• Stated problem: Only the lines from the one containing "Kindly give the mask of every instance of the chest" through the final line of the material below should be output, exactly as they stand.

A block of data

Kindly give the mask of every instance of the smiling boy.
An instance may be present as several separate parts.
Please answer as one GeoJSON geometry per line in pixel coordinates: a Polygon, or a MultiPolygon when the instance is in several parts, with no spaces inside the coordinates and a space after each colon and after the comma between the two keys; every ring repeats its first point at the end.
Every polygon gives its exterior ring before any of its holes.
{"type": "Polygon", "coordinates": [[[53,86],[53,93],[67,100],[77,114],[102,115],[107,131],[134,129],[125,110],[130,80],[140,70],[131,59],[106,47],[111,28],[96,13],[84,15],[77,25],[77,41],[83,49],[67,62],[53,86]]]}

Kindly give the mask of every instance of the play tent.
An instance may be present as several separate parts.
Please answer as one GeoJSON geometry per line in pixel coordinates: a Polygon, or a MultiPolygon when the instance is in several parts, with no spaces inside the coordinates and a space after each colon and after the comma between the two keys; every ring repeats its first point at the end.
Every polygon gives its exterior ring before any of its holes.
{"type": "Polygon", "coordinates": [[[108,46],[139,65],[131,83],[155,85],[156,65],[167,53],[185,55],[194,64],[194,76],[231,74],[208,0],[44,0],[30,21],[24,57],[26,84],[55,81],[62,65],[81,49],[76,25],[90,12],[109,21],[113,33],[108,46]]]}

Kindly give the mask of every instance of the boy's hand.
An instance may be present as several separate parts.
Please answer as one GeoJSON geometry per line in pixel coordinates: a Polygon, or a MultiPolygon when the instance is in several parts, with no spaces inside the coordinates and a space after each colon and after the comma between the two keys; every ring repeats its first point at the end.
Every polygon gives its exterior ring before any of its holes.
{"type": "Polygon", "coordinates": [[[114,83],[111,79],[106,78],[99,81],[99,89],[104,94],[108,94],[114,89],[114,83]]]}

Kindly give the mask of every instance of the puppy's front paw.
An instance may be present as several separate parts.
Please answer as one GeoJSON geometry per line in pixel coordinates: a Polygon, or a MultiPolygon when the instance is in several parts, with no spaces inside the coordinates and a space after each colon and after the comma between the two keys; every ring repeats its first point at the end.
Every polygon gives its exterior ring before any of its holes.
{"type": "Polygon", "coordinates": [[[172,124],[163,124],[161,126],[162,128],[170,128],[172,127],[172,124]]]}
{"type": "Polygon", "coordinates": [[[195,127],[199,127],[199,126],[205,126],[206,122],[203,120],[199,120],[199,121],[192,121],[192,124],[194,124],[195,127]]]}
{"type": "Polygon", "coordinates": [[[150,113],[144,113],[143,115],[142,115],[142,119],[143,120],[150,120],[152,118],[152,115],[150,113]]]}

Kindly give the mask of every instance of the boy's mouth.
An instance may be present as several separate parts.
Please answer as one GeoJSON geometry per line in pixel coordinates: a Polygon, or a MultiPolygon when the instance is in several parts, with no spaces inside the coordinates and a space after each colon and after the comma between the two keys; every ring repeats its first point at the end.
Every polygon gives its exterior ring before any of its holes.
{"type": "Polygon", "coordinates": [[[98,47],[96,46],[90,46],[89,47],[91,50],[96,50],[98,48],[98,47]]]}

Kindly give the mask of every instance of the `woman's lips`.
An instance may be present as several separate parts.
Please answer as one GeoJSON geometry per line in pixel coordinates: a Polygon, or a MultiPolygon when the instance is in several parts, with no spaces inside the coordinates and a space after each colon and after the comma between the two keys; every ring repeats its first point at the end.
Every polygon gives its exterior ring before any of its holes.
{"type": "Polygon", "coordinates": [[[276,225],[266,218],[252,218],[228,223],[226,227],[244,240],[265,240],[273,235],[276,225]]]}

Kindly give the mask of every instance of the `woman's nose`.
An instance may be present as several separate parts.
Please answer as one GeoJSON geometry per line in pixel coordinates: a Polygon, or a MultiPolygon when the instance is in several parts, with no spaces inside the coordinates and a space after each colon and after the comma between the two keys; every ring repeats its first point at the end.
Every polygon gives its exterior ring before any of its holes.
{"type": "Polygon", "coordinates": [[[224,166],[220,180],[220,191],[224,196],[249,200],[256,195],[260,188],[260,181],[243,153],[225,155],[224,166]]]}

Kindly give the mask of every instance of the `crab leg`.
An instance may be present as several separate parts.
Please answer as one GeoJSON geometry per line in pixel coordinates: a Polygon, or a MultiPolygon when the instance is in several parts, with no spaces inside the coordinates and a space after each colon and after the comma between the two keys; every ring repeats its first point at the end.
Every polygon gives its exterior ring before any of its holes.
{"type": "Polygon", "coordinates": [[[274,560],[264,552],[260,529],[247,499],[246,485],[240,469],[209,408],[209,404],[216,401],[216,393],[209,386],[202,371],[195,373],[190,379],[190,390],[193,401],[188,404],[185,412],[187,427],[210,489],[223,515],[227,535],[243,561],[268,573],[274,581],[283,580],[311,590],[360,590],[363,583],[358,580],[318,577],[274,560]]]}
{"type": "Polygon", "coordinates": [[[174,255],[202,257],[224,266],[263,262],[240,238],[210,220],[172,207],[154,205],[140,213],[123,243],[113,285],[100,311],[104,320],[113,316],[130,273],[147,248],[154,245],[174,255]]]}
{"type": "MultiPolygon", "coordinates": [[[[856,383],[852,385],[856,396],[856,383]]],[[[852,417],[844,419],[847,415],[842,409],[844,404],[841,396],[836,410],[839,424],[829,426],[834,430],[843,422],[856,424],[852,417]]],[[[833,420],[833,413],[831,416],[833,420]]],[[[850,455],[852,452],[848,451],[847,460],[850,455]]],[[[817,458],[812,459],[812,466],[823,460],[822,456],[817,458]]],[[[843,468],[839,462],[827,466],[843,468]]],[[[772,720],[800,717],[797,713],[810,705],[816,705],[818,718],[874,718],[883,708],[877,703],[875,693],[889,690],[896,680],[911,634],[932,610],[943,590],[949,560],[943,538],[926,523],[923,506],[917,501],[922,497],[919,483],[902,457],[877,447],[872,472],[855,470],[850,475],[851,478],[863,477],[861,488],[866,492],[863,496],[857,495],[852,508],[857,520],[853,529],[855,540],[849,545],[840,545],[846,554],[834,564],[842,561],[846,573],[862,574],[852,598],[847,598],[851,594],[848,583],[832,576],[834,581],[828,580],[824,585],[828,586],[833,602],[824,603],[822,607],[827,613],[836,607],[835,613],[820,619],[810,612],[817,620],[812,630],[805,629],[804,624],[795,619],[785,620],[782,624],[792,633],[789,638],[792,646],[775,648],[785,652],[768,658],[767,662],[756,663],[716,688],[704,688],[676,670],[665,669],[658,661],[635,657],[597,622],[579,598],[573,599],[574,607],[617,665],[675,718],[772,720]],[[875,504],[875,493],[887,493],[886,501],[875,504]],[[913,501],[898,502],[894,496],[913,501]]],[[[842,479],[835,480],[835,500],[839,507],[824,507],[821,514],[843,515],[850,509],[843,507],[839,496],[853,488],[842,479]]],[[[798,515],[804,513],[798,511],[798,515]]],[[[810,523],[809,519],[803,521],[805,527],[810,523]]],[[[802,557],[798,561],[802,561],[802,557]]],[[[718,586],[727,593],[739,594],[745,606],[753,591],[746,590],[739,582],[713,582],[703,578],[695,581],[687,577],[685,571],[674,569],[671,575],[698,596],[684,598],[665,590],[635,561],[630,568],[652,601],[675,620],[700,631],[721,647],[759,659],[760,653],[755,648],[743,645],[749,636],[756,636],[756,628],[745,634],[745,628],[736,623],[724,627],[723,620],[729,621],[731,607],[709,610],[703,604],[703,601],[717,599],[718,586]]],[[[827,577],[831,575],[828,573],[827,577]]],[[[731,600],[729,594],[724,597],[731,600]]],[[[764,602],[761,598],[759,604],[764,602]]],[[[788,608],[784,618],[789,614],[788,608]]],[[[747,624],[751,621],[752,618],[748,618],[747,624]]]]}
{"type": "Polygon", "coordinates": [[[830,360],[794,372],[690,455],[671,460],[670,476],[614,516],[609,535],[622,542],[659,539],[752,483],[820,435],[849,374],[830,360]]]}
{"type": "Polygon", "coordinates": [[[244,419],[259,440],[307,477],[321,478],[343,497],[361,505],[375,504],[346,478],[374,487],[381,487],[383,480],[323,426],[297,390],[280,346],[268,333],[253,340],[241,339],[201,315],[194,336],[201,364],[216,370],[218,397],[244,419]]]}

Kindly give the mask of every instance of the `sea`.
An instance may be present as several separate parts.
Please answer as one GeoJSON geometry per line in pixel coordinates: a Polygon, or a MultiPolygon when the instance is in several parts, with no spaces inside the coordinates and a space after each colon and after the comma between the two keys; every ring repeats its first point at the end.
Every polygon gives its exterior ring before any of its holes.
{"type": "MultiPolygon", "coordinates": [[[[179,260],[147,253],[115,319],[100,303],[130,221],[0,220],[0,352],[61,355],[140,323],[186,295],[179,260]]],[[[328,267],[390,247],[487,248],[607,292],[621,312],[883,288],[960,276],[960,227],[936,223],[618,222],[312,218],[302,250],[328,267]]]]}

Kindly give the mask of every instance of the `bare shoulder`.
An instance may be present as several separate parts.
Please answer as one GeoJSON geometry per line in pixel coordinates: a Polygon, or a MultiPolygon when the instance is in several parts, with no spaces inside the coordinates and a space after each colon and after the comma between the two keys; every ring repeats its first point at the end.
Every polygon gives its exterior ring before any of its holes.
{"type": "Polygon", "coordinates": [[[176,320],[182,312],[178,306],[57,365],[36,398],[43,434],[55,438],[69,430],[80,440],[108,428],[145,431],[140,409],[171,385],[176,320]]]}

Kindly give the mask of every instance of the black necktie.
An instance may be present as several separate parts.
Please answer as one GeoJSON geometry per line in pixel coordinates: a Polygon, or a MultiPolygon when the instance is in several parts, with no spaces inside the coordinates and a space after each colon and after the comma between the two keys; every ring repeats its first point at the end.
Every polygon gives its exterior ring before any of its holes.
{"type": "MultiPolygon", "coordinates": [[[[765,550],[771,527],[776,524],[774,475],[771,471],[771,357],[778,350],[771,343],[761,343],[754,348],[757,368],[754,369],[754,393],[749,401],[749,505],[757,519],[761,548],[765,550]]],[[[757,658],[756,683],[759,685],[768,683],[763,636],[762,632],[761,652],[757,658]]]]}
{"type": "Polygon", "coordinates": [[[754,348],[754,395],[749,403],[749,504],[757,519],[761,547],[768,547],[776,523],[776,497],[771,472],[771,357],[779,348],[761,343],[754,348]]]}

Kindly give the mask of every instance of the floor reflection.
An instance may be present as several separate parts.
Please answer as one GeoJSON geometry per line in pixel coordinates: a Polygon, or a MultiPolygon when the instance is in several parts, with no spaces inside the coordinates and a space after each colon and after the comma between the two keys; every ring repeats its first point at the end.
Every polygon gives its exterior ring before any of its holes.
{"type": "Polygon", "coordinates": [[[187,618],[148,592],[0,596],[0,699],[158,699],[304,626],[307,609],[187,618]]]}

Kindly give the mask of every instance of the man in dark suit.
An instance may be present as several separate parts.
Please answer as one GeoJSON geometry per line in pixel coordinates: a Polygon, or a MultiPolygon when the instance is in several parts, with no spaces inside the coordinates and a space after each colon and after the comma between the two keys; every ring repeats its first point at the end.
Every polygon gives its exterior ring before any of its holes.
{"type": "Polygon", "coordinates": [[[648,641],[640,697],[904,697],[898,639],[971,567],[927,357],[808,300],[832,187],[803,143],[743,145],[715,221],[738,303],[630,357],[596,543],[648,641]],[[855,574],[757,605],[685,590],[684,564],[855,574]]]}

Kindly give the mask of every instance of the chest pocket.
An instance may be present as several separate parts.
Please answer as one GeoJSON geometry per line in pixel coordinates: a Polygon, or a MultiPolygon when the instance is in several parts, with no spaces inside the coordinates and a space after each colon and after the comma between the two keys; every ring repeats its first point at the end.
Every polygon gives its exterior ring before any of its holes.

• Solved problem:
Kindly give the mask of every instance of the chest pocket.
An instance may be present as several separate parts.
Please answer as one GeoJSON geometry per line in pixel coordinates: a Polygon, or a MultiPolygon when the instance is in several parts, with no spaces inside the coordinates and a space after each colon and after the comma between the two keys; every ring repeats its first point at the end.
Every polygon gives its exterior ring before any of its holes.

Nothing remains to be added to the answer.